I can empathize with you and know this one is harder than it sounds. I used to snooze the breaks and say to myself, “Just five more minutes of work and then I’ll take a break.” But guess what? Another two hours would go by and with a numb butt, tight hips, and rock-hard shoulders I could feel the stress and damage to my body from sitting for too long.

4) Feel empowered to say NO, without guilt. You have every right to say NO to other people.

During this pandemic, many of us are feeling a sense of helplessness. That may trigger us to feel the need to rescue others or help others at the expense of our own needs. However, when we ignore our own needs, it can lead to emotional exhaustion and resentment. Not fun, is it?

In the beginning, I felt guilty for saying No. So I kept taking things on in an effort to control the chaos and distract myself from the subconscious anxiety of adjusting to the new normal. One Saturday, I finally sat down to look at the list of things I was working on, and asked myself, “Hey, whose priorities are these? They aren’t even mine!” That’s when I realized I got stuck in the Helper loop. When I broke free of that and learned how to say No nicely to others, I was able to reclaim my time and energy.

5) Resist the temptation to get sucked into a media black hole. You don’t have to read every COVID-19 article you see. 

There’s a difference between staying informed, and losing yourself in news articles. During this time, not only are we absorbing local news, but we are also bombarded with news from around the world as the situation develops. More often than not, these news stories can increase anxious thoughts or feelings of sadness as we hear of global pains. To manage that, maybe that means for you: less Googling, and more ignoring of news stories that pop into your feed.

At first, I was curious too. What were the latest stats? What were the infection and death rates? Inevitably I would come across a news story about an extremely tragic family loss and feel terribly heartbroken. Now, I try to limit how much I digest the news.

6) Recognize that other people’s emotions are not your emotions. 

This one is HUGE. During this time of heightened digital connection and anxiety, it’s easy to get swept up in the emotions of people we know and love. Especially when people can share exactly how they feel and all their heated opinions in one single click on social media. But you have to separate them from your own.

A simple mantra that helps is, “What’s yours is yours and what’s mine is mine. Our feelings are valid but they don’t have to be each other’s.”

GIVEN ENTRIES>
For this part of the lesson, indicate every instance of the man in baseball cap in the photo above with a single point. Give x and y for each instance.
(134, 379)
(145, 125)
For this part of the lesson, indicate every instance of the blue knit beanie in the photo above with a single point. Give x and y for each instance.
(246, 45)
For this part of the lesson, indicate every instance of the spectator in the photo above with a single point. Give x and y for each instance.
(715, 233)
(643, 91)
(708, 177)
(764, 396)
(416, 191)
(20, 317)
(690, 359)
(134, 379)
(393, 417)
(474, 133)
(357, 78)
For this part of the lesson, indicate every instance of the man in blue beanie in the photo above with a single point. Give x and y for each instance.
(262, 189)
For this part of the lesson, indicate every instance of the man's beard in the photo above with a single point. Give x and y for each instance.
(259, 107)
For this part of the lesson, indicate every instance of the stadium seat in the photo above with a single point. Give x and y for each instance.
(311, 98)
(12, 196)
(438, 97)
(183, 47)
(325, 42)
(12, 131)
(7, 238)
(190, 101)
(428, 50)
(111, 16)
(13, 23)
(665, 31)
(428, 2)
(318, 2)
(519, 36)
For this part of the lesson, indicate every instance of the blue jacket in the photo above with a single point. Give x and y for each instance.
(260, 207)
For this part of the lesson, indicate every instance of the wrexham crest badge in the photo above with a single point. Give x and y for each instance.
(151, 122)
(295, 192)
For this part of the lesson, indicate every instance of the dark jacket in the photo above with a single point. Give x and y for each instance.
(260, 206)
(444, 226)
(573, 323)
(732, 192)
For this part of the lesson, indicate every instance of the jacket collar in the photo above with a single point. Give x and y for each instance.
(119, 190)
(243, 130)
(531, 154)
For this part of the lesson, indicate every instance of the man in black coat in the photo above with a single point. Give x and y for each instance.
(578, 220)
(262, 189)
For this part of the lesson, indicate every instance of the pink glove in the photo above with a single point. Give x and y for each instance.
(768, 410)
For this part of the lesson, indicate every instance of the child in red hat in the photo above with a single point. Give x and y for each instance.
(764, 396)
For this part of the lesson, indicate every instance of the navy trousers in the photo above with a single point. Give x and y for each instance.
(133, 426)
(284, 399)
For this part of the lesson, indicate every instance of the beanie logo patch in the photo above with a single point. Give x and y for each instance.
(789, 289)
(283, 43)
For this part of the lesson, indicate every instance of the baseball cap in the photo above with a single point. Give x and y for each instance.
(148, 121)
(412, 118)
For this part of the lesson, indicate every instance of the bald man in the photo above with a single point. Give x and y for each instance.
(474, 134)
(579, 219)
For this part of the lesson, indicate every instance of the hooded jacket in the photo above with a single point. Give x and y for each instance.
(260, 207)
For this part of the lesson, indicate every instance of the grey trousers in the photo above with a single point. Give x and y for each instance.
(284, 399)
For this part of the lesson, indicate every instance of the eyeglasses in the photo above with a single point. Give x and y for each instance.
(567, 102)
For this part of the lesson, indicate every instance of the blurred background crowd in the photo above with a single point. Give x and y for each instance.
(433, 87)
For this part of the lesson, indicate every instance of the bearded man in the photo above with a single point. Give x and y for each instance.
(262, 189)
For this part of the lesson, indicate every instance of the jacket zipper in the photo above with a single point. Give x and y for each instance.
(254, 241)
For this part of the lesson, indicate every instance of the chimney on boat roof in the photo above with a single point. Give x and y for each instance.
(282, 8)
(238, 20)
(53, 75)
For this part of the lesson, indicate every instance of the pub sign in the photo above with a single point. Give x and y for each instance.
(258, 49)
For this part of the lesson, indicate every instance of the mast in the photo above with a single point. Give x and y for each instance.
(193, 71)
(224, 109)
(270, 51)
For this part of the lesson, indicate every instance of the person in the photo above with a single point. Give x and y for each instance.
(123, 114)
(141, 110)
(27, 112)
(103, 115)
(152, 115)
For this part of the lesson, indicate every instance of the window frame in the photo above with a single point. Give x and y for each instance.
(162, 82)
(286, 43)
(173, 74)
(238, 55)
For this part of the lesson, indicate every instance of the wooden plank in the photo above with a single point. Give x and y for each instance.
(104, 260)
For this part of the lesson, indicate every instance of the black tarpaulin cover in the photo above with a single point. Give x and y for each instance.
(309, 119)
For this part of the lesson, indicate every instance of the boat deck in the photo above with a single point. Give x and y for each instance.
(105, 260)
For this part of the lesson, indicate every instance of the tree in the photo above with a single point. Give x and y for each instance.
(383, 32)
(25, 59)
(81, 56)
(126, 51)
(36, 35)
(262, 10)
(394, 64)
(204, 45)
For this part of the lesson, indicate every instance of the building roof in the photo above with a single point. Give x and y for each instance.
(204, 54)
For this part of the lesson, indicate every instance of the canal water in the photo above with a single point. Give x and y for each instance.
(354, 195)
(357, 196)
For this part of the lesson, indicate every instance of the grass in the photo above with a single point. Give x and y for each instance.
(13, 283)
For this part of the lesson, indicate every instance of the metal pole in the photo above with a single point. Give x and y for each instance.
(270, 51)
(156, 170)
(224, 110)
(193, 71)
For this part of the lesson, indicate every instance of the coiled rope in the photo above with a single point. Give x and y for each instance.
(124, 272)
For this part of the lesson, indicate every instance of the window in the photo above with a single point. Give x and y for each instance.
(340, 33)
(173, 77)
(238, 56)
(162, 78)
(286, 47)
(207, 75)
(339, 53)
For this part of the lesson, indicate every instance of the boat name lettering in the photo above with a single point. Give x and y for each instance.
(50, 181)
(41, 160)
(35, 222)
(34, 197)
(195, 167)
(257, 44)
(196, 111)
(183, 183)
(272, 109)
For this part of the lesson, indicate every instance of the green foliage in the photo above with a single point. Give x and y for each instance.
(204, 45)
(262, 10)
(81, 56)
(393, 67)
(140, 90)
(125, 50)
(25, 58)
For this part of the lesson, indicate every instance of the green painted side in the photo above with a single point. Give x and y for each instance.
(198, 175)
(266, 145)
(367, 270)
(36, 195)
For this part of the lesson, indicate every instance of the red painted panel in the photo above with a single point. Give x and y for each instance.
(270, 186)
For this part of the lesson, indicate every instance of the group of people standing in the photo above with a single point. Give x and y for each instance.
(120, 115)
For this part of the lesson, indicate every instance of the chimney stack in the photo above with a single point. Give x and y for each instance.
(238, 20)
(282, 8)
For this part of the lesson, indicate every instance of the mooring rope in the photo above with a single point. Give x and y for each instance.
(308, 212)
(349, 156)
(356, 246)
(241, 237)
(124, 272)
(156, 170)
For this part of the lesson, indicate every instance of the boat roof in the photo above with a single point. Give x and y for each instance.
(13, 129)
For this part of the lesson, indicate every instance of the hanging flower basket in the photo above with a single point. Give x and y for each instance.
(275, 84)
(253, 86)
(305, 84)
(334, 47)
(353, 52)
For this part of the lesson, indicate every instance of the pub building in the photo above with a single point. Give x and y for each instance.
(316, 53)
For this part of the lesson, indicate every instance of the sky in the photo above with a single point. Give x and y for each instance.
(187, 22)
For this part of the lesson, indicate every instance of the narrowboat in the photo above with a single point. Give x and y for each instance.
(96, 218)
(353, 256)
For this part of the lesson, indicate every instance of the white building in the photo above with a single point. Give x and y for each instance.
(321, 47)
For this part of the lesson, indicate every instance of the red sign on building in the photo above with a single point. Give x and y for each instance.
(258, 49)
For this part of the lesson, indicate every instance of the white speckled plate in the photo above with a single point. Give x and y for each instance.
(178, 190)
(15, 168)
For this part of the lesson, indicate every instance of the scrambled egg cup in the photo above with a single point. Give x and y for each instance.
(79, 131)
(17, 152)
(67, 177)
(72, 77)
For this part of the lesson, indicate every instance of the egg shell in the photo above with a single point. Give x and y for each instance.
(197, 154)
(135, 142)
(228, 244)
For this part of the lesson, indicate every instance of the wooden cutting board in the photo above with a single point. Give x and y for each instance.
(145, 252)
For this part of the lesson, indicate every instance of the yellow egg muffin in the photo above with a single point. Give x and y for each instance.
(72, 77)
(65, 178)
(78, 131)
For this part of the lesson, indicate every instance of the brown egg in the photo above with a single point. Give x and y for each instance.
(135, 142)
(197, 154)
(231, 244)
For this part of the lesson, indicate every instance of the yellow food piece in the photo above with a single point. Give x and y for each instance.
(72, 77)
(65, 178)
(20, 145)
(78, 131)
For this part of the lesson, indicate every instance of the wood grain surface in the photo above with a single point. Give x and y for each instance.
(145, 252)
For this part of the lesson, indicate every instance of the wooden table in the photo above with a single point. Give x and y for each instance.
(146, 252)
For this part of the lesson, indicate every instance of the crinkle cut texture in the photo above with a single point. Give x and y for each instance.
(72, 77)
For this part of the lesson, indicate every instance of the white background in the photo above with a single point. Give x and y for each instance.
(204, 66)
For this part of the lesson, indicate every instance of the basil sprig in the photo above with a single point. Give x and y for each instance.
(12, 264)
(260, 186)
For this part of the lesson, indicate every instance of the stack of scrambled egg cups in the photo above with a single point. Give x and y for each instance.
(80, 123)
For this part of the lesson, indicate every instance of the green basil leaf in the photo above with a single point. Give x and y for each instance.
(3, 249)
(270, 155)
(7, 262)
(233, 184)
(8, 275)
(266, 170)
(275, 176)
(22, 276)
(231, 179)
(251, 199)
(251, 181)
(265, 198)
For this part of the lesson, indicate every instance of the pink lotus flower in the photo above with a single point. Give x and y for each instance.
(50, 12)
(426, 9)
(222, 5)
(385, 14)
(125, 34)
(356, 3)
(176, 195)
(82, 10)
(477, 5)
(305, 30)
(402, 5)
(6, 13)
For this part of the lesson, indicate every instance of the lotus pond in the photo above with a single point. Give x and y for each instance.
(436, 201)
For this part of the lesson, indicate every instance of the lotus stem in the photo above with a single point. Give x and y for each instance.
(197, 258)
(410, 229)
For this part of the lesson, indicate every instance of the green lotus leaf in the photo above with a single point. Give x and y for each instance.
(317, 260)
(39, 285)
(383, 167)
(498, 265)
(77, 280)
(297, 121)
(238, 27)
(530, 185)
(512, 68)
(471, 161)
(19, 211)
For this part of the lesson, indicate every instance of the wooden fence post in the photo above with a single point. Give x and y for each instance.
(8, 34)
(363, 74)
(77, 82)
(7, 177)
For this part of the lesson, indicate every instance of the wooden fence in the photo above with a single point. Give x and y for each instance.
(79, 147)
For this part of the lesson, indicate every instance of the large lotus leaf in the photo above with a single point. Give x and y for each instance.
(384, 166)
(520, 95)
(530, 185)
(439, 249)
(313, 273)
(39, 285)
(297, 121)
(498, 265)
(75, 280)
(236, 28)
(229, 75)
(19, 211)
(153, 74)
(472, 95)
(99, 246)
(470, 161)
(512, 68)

DIRECTIONS>
A) In the self-care advice text above the data, what can ignoring our own needs lead to?
B) Carry the self-care advice text forward from its last sentence, in the same voice and numbered-tip format.

ACTIVITY ANSWERS>
A) Emotional exhaustion and resentment.

B)
In my coaching business, I try to practice this as the things that my brave clients bring to our sessions are often deeply emotional. And during this pandemic, emotions are more intense than ever as old traumas are being triggered. As a wise mentor once shared with me “Be the sieve. Let it flow through you and don’t hold onto other people’s emotions.”

7) Stop feeling the need to respond to everyone immediately. 

Seriously. STOP. In the absence of in-person interaction and with the rise of socially distanced digital communications across time zones it can feel like a barrage of messages coming through. Not only that, they are split across channels. Between Whatsapp, emails, Slack, social media private messages, and social media comments it can be madness!

Things that can help: Turn off your notifications, turn your phone on airplane mode, close extra browser windows, remove social media apps from the first screen of your phone, and the good ole tried and true: fight the urge to read every single message that pops up. If it’s not a good time for you, read it later.

I’ll be the first to admit, I still get caught in the whirlwind of digital communications sometimes. And I realized, if I’m not checking in the first place, then it reduces the urge to respond. As important it is to time block work, it’s also important to time block social media.


So there you have it, my top tips on how to set better boundaries during this pandemic.

Like a muscle, you have to flex your boundaries over time so they can get healthier and stronger. I believe in you! And when you do that, you’ll see major shifts in your life + work.